Problem to solve. Would you reproduce every record exactly, leaving out the pictures?

──────── Exercise data

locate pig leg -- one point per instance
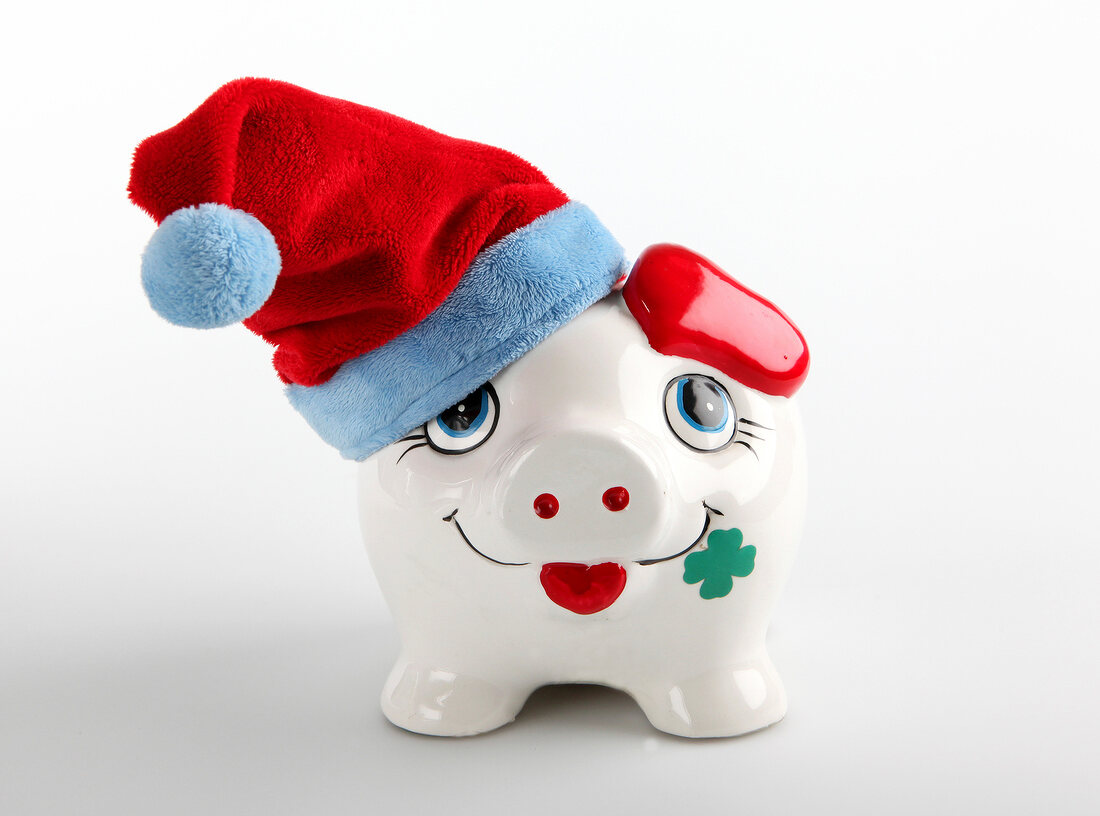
(442, 703)
(723, 702)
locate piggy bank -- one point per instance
(571, 470)
(598, 513)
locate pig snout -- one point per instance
(584, 495)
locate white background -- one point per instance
(188, 624)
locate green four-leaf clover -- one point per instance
(716, 566)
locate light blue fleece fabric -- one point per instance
(515, 294)
(209, 266)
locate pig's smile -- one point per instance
(585, 588)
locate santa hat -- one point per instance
(394, 268)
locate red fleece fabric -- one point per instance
(375, 218)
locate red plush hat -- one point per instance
(395, 268)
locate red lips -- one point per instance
(581, 588)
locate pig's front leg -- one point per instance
(722, 702)
(430, 699)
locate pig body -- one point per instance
(461, 546)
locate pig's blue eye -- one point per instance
(466, 423)
(463, 418)
(700, 412)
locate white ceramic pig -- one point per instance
(579, 519)
(619, 504)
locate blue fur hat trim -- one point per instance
(515, 294)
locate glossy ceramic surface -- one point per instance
(589, 533)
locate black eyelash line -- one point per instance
(410, 448)
(739, 441)
(755, 425)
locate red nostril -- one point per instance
(546, 506)
(616, 498)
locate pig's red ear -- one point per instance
(690, 308)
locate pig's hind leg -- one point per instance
(442, 703)
(723, 702)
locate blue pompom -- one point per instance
(209, 265)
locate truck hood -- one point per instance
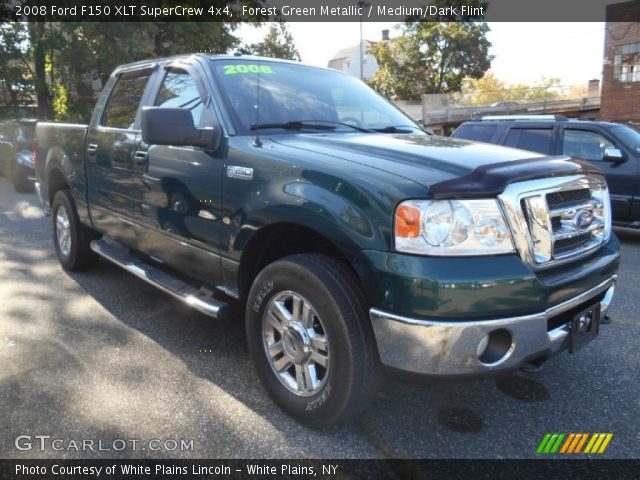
(435, 161)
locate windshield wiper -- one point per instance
(310, 124)
(397, 129)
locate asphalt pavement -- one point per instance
(104, 358)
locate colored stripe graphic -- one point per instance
(553, 443)
(581, 443)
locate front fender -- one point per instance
(342, 213)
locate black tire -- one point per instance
(20, 183)
(77, 255)
(352, 378)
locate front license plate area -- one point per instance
(584, 327)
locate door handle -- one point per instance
(140, 158)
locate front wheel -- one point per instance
(70, 237)
(311, 341)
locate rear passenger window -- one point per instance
(585, 144)
(122, 106)
(534, 139)
(179, 90)
(478, 133)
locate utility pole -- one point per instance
(362, 4)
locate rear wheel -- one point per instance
(70, 237)
(311, 341)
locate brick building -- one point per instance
(620, 100)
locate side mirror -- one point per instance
(613, 155)
(174, 126)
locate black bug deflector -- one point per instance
(491, 180)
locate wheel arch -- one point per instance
(278, 240)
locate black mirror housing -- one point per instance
(174, 126)
(613, 155)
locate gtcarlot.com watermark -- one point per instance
(43, 443)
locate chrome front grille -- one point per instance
(557, 220)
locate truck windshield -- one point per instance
(301, 98)
(628, 136)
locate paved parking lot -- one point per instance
(103, 356)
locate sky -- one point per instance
(523, 51)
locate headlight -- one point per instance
(451, 227)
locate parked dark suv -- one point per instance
(613, 147)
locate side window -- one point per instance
(478, 133)
(534, 139)
(179, 90)
(585, 144)
(122, 106)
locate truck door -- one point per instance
(180, 222)
(113, 177)
(590, 144)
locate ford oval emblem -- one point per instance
(583, 219)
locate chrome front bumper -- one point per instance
(433, 347)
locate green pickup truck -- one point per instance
(354, 240)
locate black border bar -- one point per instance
(319, 10)
(319, 469)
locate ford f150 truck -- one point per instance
(354, 239)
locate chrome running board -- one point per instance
(175, 287)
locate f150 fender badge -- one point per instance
(241, 173)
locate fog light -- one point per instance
(495, 347)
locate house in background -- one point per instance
(348, 59)
(621, 74)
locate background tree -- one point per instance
(432, 57)
(489, 89)
(277, 43)
(63, 66)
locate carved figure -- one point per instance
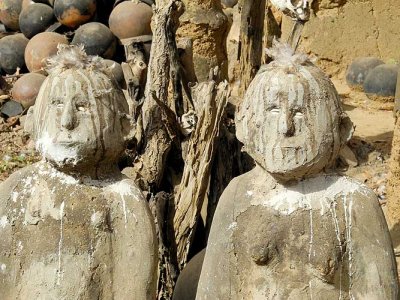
(288, 229)
(71, 226)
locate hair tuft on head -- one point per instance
(283, 55)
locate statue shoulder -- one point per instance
(125, 188)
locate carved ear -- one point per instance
(28, 127)
(346, 128)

────────────────

Solved exercise.
locate pig leg -- one point per instance
(442, 703)
(723, 702)
locate piggy bank -- one point per instance
(571, 470)
(598, 513)
locate pig snout -- one point per instance
(584, 495)
locate white background -- one point per instance
(188, 624)
locate green four-leaf clover -- one point per instance
(716, 566)
locate light blue fleece fabric -- one point per instance
(515, 294)
(209, 266)
locate pig's smile -- one point per instance
(585, 588)
locate santa hat -- one point per instance
(394, 268)
locate red fleece fabric -- one point per instance
(375, 218)
locate red plush hat -- one point per instance
(395, 268)
locate red lips -- one point per instance
(581, 588)
locate pig's front leg -- one point per instance
(722, 702)
(430, 699)
locate pig body -- one point per instance
(461, 546)
locate pig's blue eye -- one point per instance
(466, 423)
(463, 418)
(700, 412)
locate white ceramic pig -- one point per instance
(579, 519)
(619, 504)
locate blue fur hat trim -- one point per instance
(515, 294)
locate glossy ceramic surface -- one point per instance
(589, 533)
locate black eyelash line -- one point per instance
(410, 448)
(739, 441)
(755, 425)
locate red nostril -- one point per instance
(546, 506)
(616, 498)
locate pig's red ear -- one point per instance
(690, 308)
locate pig's hind leg -- one point per instance
(442, 703)
(723, 702)
locate blue pompom -- one point per instance
(209, 265)
locate truck hood -- one point per instance
(435, 161)
locate windshield wiper -- one point per instance
(310, 124)
(397, 129)
locate asphalt pavement -- one point per instance
(104, 358)
locate colored stripe graphic -- one point per instance
(553, 443)
(581, 443)
locate front fender -- one point per instance
(342, 213)
locate black tire -- one point per instance
(20, 183)
(77, 255)
(352, 378)
locate front license plate area -- one point per instance
(584, 327)
locate door handle -- one point per instance
(140, 158)
locate front wheel -- one point per instance
(70, 237)
(311, 341)
locate rear passenger window -- one point per instance
(585, 144)
(122, 106)
(534, 139)
(179, 90)
(478, 133)
locate utility pole -- one point per instance
(362, 4)
locate rear wheel -- one point per instance
(70, 237)
(311, 341)
locate brick building -- one point per instance
(620, 100)
locate side mirror -- one point per instance
(613, 155)
(174, 126)
locate black bug deflector -- one point per instance
(491, 180)
locate wheel arch -- one point per instance
(278, 240)
locate black mirror housing -- one point per instance
(174, 126)
(613, 155)
locate gtcarlot.com watermark -- one point per instance
(43, 443)
locate chrome front grille -- one point per instance
(557, 220)
locate truck windshield -- one point per instance
(301, 98)
(628, 136)
locate paved parking lot -- one point per instance
(103, 356)
locate sky -- one point per instance
(523, 51)
locate headlight -- one point per instance
(451, 227)
locate parked dark suv -- one point per instance
(613, 147)
locate side window -- one point per instance
(478, 133)
(534, 139)
(179, 90)
(585, 144)
(122, 106)
locate truck door -- one point per instance
(180, 222)
(113, 177)
(590, 144)
locate ford oval emblem -- one point per instance
(583, 219)
locate chrome front bumper -- one point per instance
(433, 347)
locate green pickup truck -- one point per instance
(354, 240)
locate black border bar -- one point per instance
(319, 10)
(319, 469)
locate ford f150 truck -- one point per instance
(354, 239)
locate chrome running board -- one point per instance
(175, 287)
locate f150 fender badge -- one point per instance
(241, 173)
locate fog light -- one point per instance
(495, 347)
locate house in background -- one point per instance
(348, 59)
(621, 74)
locate background tree -- one point per instance
(432, 57)
(489, 89)
(277, 43)
(63, 66)
locate carved figure -- one point per instance
(288, 229)
(71, 226)
locate hair tuft on head -- one point per instance
(283, 55)
locate statue shoulder -- one point per instance
(125, 188)
locate carved ear -- one point per instance
(28, 127)
(346, 128)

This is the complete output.